Search each line below for the word "microphone" and list those that contain it.

:: Material for this exercise ::

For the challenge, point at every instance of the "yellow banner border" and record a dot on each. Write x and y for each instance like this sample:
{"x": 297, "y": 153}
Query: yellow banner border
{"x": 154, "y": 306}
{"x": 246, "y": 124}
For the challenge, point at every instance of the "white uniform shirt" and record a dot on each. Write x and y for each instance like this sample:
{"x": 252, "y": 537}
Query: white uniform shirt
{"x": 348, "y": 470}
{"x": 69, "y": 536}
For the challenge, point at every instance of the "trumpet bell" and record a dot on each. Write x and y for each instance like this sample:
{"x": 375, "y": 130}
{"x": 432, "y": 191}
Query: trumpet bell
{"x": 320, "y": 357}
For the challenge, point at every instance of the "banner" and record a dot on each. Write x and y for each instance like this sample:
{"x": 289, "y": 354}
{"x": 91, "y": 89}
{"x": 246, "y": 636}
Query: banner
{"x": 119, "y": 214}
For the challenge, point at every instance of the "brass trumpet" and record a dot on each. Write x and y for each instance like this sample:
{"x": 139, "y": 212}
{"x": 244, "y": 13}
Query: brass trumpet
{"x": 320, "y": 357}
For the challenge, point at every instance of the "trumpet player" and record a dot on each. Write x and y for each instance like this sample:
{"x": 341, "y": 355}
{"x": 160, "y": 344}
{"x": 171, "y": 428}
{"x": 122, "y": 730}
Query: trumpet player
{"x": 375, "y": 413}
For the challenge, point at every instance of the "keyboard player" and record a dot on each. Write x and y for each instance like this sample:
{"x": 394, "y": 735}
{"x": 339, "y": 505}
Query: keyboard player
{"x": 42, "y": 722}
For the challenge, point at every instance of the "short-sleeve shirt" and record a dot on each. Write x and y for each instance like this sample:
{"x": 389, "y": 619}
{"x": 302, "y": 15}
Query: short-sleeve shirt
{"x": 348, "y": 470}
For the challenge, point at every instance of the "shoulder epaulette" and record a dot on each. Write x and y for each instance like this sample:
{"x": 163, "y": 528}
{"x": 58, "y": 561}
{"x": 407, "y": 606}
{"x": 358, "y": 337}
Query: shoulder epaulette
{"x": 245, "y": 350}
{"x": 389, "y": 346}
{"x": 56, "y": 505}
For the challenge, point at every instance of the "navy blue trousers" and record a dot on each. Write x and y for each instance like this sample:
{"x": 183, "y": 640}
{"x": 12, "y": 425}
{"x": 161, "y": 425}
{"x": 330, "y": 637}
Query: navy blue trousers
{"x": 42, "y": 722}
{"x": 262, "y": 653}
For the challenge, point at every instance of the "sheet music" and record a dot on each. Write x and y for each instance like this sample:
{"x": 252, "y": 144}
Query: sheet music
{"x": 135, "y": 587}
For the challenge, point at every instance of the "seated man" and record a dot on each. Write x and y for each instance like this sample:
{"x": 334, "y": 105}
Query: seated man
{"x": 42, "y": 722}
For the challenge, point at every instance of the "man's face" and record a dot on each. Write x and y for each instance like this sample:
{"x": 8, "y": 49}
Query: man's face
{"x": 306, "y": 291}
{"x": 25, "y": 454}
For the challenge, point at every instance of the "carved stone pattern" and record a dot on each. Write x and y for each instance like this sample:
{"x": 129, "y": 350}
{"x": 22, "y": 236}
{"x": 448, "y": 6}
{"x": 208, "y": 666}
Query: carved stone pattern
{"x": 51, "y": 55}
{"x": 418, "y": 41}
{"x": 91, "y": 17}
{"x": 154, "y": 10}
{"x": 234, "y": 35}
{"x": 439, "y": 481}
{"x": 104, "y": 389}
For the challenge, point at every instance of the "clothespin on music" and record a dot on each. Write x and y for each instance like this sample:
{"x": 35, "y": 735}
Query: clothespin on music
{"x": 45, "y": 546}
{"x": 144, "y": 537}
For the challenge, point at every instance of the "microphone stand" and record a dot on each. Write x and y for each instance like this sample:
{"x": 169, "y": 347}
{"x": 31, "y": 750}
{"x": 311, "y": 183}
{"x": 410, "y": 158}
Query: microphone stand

:::

Result of the task:
For the challenge, point at every instance of the "microphone stand" and record a dot on each. Write x and y for each instance like this sample:
Query: microphone stand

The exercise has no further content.